=== Problemas a resolver ===
(A) Edite um trecho do texto sobre as revoltas no mundo islâmico: comece nas palavras "A troca de guarda", pare depois de "como território ocupado." e troque "teorias conspiratórias" por "teorias da conspiração".
(B) Como seguiria o texto sobre as revoltas no mundo islâmico? Retome-o a partir do ponto em que ele termina.

O desmoronamento da Cortina de Ferro no fim dos anos 80 não foi tão surpreendente quanto este sopro de liberdade que varre o Oriente. Um mês depois do incêndio na Tunísia e uma semana depois da queda de Hosni Mubarak, a revolta escapa do Egito, chega à Líbia – a mais longeva tirania regional – instala-se no Iêmen, no minúsculo Bahrein e retorna revigorada ao Irã, onde talvez tudo tenha começado, há dois anos.
A troca de guarda no Kremlin em 1985 e a entrada em cena de Mikhail Gorbachov explica com relativa facilidade a débâcle soviética e a reunificação alemã. Já o elemento deflagrador desta surpreendente reviravolta no mundo islâmico é mais obscuro, enigmático. Menos linear.
No passado, as teorias conspiratórias logo atribuiriam à CIA a culpa por este tsunami político. Hoje estas teorias não se sustentam: o Egito e o Bahrein são ostensivos aliados dos Estados Unidos. Mais recentemente, ficou na moda identificar o Mossad (serviço secreto israelense) como autor de misteriosas mudanças no cenário oriental. Hipótese inválida neste caso: cada avanço em direção à democracia no mundo islâmico isola mais Israel na sua obsessão suicida de manter a Cisjordânia como território ocupado.
O coronel Kadafi parecia inexpugnável e não apenas pela violência do regime (agora instrumentada por dois de seus filhos), mas pela sua incrível audácia em comprar consciências e alianças. Não lhe foi difícil adquirir um assento no Conselho de Direitos Humanos da ONU, convencer alguns autocratas a indicá-lo como presidente da União Africana e depois candidato a Rei da África ou converter o premiê Silvio Berlusconi em amigo de infância.
Pagou as indenizações às 270 famílias das vítimas do atentado que derrubou o Boeing da Panam em Lockerbie, na Escócia, e conseguiu do governo de Gordon Brown que o único terrorista preso fosse liberado por ser vítima de uma doença terminal. Recebido há mais de seis meses como herói em Tripoli, Abdel Baset al Megrabi está vivinho da silva.

=== Extrato dos dados ===
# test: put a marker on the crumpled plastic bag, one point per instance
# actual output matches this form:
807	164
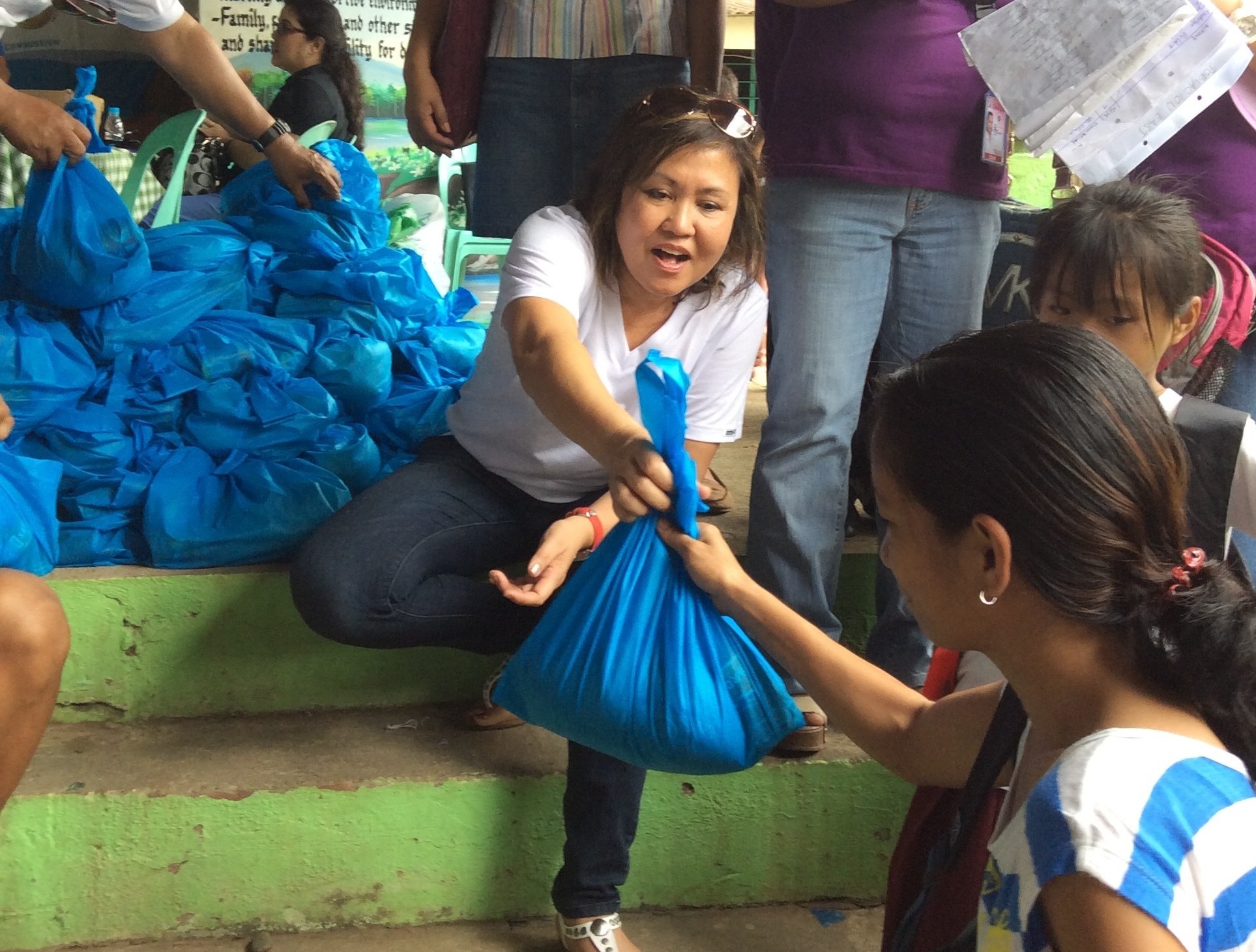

=== Respostas do exercício ===
(A)
A troca de guarda no Kremlin em 1985 e a entrada em cena de Mikhail Gorbachov explica com relativa facilidade a débâcle soviética e a reunificação alemã. Já o elemento deflagrador desta surpreendente reviravolta no mundo islâmico é mais obscuro, enigmático. Menos linear.
No passado, as teorias da conspiração logo atribuiriam à CIA a culpa por este tsunami político. Hoje estas teorias não se sustentam: o Egito e o Bahrein são ostensivos aliados dos Estados Unidos. Mais recentemente, ficou na moda identificar o Mossad (serviço secreto israelense) como autor de misteriosas mudanças no cenário oriental. Hipótese inválida neste caso: cada avanço em direção à democracia no mundo islâmico isola mais Israel na sua obsessão suicida de manter a Cisjordânia como território ocupado.

(B)
A tese de que o efeito dominó é fruto das novas tecnologias da informação, além de simplista, é exagerada. As redes sociais têm um enorme poder de convocação, mas para que esta convocação produza algum resultado é indispensável a existência de uma massa crítica e um senso de urgência que uma sociedade como a egípcia – muito mais sofisticada do que a da líbia ou a iemenita – incubava há tempos.
Mais plausível é a hipótese de fadiga de material. O desgaste das tiranias, caudilhismos e autocracias é muito maior do que nos sistemas políticos renováveis, plena ou medianamente representativos. Demagogos cansam, seu estoque de truques não consegue produzir mágicas no mesmo ritmo e com a mesma intensidade do mundo real. Hugo Chávez que o diga.
O velho mimetismo, o mesmo que espalhou o vírus do fascismo nos anos 20 e 30 do século passado, este ainda funciona. Seu fruto mais recente é o conservadorismo do movimento Tea Party americano, misto de religião, incultura e ideologia.
Não adianta forçar conclusões e entregar-se às tentações da história instantânea. Este foi o erro dos formuladores da política externa do presidente Lula, que num dos seus arroubos chegou a chamar Muammar Kadafi de “amigo e irmão”.
O dominó mal começou, as combinações das 28 peças pretas com bolinhas brancas ainda não foram completadas, a velocidade de cruzeiro sequer foi alcançada. Importante, por ora, é observar como um grande pedaço do mundo, estático e fechado, finalmente começou a abrir e mover-se.
» Alberto Dines é jornalista.
FONTE: JORNAL DO COMMERCIO (PE)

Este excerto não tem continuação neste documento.